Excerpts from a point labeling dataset
########################################

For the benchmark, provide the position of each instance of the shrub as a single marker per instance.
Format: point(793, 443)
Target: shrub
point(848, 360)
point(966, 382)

########################################

Task description >>
Please reproduce the listing above word for word, including every line.

Exercise output >>
For the benchmark, provide the position of each instance of the shrub as a single marker per instance.
Format: point(793, 443)
Target: shrub
point(848, 360)
point(966, 382)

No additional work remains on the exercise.